>>>

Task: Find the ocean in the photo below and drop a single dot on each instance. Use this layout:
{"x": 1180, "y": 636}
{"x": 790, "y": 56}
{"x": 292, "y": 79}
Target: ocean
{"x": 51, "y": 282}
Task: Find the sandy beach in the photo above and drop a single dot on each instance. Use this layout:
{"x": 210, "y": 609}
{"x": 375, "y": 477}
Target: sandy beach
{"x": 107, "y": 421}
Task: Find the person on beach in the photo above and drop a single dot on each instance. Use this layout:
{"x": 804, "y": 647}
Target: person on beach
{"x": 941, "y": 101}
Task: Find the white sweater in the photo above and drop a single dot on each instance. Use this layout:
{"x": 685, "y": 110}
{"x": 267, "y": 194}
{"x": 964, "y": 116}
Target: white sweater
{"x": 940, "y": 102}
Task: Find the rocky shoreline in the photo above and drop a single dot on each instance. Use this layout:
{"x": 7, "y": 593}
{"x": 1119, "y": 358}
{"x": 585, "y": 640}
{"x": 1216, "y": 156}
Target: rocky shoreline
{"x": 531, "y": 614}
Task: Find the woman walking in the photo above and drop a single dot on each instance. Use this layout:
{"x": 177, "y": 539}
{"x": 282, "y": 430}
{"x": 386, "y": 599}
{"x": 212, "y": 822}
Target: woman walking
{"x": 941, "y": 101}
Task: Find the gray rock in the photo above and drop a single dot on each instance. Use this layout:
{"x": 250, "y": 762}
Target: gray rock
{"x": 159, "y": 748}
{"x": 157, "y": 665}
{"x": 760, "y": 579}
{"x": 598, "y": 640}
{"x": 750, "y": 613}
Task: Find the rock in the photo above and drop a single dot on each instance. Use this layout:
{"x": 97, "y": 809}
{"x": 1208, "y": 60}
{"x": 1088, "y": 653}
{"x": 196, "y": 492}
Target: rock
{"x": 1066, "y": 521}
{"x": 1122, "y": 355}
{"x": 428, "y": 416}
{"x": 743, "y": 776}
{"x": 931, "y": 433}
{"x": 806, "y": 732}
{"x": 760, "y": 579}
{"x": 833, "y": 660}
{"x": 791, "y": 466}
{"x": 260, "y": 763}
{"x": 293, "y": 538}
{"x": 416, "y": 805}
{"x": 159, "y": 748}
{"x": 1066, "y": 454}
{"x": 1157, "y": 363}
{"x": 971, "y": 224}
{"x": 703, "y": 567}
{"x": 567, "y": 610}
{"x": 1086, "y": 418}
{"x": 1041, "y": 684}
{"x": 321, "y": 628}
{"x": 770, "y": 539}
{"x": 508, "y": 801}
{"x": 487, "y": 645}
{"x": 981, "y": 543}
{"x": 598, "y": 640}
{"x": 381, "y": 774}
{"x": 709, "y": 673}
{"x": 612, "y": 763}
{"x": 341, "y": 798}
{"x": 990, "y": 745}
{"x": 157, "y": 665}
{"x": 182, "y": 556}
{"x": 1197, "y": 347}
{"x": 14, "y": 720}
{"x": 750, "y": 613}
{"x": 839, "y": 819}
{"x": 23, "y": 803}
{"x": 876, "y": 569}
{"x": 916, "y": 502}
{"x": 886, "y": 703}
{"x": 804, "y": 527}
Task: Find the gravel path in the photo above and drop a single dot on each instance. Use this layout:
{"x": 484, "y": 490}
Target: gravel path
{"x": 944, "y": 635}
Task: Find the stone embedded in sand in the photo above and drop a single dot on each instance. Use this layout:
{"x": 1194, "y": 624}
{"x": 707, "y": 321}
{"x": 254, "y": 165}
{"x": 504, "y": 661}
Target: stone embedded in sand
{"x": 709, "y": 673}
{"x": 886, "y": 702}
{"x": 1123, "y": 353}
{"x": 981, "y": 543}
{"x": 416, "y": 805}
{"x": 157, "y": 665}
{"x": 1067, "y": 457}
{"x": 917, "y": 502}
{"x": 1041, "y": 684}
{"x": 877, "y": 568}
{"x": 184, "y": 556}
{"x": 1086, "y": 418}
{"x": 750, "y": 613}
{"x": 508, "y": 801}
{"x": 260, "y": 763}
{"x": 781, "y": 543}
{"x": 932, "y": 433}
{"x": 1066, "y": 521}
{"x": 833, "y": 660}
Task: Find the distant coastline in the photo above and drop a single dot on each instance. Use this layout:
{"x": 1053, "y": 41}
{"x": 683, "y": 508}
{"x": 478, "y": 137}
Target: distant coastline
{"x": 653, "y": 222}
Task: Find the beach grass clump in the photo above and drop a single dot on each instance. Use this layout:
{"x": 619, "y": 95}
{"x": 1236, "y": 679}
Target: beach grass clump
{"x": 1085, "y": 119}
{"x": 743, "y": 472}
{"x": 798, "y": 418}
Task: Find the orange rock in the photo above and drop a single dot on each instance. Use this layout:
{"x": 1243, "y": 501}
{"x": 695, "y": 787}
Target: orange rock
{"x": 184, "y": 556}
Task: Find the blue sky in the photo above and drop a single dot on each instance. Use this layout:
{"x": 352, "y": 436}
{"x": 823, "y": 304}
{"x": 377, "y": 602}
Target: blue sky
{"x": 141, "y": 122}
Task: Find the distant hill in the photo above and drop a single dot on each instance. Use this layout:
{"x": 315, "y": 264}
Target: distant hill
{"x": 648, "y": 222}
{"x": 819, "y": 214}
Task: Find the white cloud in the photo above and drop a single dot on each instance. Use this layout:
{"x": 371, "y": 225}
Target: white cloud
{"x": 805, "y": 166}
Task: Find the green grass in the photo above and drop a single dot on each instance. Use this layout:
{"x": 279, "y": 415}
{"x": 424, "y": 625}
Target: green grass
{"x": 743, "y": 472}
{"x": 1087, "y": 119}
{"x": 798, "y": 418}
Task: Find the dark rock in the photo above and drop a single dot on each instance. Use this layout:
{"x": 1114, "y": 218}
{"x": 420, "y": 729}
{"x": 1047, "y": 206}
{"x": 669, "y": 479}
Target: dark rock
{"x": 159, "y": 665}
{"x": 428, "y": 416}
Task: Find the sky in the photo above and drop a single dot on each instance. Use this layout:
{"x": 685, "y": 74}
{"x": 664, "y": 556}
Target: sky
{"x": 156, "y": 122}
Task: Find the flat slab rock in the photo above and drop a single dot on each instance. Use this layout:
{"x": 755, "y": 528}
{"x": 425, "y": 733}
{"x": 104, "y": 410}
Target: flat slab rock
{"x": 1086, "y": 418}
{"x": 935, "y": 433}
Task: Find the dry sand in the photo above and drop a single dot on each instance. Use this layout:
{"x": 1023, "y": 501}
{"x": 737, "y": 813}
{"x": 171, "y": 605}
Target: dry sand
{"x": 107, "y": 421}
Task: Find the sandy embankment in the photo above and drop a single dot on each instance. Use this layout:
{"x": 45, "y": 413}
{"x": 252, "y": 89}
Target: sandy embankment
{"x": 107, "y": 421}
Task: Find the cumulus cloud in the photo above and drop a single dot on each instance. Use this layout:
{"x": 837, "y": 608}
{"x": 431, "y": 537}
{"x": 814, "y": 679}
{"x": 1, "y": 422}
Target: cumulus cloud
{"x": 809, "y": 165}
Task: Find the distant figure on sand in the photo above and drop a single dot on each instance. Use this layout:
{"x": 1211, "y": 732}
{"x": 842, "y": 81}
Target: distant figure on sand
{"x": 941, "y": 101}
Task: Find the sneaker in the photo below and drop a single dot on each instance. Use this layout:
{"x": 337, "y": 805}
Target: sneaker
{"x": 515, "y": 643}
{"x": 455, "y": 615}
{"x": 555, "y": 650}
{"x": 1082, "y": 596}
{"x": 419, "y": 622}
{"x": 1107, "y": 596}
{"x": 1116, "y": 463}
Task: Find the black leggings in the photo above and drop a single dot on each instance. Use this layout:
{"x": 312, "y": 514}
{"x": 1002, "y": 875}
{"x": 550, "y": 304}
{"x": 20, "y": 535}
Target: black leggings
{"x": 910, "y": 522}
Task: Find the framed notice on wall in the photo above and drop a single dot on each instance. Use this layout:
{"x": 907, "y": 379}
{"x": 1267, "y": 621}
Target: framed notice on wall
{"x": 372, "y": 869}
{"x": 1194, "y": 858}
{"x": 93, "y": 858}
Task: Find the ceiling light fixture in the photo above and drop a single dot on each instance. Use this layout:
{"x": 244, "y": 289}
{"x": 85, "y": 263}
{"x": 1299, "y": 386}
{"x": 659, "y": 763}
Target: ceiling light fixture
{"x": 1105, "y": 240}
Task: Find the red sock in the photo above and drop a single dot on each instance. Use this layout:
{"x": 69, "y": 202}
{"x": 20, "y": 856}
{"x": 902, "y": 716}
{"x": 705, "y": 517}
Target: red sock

<<<

▸ WHAT YOU NEED TO DO: From the records above, show each line that contains the word "below".

▸ RESPONSE TO THIS TASK:
Task: Find the ocean in the photo below and drop a single dot on each instance. Use this layout:
Task: Find the sneaker in the photo below and drop a single dot on each instance. Use this layout:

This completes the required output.